━━━ Information given

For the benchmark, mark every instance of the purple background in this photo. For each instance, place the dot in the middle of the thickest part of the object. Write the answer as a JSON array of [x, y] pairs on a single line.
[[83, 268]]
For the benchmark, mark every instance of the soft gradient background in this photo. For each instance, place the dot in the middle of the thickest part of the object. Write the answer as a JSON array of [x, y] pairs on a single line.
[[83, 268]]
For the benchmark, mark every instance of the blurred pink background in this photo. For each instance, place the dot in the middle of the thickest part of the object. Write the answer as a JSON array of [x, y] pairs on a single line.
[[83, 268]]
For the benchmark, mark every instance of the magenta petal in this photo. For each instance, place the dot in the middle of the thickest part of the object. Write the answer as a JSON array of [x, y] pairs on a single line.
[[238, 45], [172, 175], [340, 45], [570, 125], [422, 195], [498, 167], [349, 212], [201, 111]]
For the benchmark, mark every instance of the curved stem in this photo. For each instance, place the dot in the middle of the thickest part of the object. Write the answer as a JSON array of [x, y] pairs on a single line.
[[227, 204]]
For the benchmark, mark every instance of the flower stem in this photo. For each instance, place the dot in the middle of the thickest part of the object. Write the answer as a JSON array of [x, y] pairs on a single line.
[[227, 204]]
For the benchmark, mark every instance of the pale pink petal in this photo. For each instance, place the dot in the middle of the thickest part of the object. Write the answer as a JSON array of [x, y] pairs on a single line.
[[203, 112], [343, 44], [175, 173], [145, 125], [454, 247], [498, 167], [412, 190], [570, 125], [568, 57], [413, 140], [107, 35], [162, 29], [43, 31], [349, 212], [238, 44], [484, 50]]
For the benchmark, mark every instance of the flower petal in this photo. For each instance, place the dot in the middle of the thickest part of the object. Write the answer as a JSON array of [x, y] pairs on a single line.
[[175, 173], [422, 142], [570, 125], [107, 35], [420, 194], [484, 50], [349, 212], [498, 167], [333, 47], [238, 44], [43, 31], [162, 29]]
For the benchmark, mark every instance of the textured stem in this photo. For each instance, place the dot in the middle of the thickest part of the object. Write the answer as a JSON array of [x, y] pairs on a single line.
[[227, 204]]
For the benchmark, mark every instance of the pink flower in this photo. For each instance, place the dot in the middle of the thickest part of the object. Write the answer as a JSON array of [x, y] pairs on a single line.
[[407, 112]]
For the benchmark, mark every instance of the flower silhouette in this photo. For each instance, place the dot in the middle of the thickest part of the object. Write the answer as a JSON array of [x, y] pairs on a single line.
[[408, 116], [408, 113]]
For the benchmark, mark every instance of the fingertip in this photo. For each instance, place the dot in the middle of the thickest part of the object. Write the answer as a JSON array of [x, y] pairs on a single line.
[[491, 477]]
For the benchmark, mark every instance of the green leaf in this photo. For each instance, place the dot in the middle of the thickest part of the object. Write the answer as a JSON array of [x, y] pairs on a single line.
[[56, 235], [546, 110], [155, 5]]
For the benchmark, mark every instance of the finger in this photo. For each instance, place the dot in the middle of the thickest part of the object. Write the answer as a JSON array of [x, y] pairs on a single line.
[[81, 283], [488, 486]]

━━━━━━

** Goal of the exercise **
Could you pull every line out of the data above and reproduce each one verbatim, in its original order?

** Written answer **
For the benchmark, mark every instance of the purple background in this photo. For each instance, place the dot in the middle of the thickest part of the object. Write the answer as a JSON array of [x, y] pairs on a single line.
[[83, 268]]
For the benchmark, mark every instance of the soft gradient background in this photo. For each instance, place the dot in the middle of the thickest part of the object. Write the answer as a JSON array of [x, y] pairs on a single line.
[[83, 268]]
For the benchmark, mark every instance of the blurred pink background in this photo. For each instance, place the dot in the middle of the thickest part of the object. Write the answer as a JSON array of [x, y] pairs on a single line.
[[83, 268]]
For the benchmark, mark every instance of the magenta petal in this photo. For each instance, place the dot in the middle of the thickest part of the object. Write the answer as a JSON array of [x, y] pairs on a single line.
[[238, 45], [172, 175], [340, 45], [570, 125], [422, 195], [498, 167], [349, 212], [201, 111]]
For the benchmark, mark every instance of the curved stem in this photo. For each instance, place the dot in the middle of the thickest part of the object. Write the answer as a JSON array of [x, y] pairs on a single line.
[[227, 204]]
For the benchmark, mark every instance of the flower stem in this photo. For each instance, place the dot in the middle of the thickest part of the object. Write the answer as a JSON array of [x, y] pairs on a single line.
[[227, 204]]
For the benchmark, mark every instance of the pale pink petal in this photo. For each instance, place the dot in the middle of the thickest part of the object. Write the answer as a JSON array of [x, y] pairs on a single line.
[[203, 112], [343, 44], [175, 173], [145, 125], [454, 247], [498, 167], [412, 190], [570, 125], [568, 57], [413, 140], [107, 35], [162, 29], [43, 31], [349, 212], [238, 44], [484, 50]]
For the benchmark, mark every instance of the flower petal in this photo. For each instance, place the dot in the middle of the thickest part of the object. Write the answer as a JSON array of [x, y] pairs on a single line.
[[175, 173], [422, 142], [570, 125], [107, 35], [420, 194], [484, 50], [349, 212], [498, 167], [333, 47], [238, 44], [43, 31], [162, 29]]
For the benchmark, mark every instance of the textured stem in this photo. For each instance, place the dot in the middle of the thickest part of the object. Write the answer as a JSON array of [x, y] pairs on a single line.
[[227, 204]]
For the benchmark, mark every instance of the pink flower in this photo. For each instance, place the dot in the middle of the thickest part of the object. Write the answer as a JSON array of [x, y] pairs on a single line.
[[407, 112]]
For the benchmark, mark every instance of the flower silhouette in this photo. For each instance, place the dot in the middle of the thickest part of the object. Write the answer as a JSON array of [x, y] pairs on a single line.
[[408, 116], [408, 113]]
For the benchmark, mark every instance of the fingertip in this photo. For each instance, place the dot in the middle of the thickest part of the object. Write the answer as a JSON array of [x, y] pairs on a single line.
[[491, 477]]
For the benchmark, mark every instance of the green leaf in this photo. For each instance, place the dot in the middle of the thickest part of the object. Write the answer as a JSON array of [x, y] pairs on a single line.
[[56, 235], [546, 110], [155, 5]]
For the benchmark, mark every instance of the finger in this photo. For each instance, place the dot in the middle of the thickest part of the object. Write the answer as a JSON array of [x, y] pairs on a single line.
[[81, 283], [488, 486]]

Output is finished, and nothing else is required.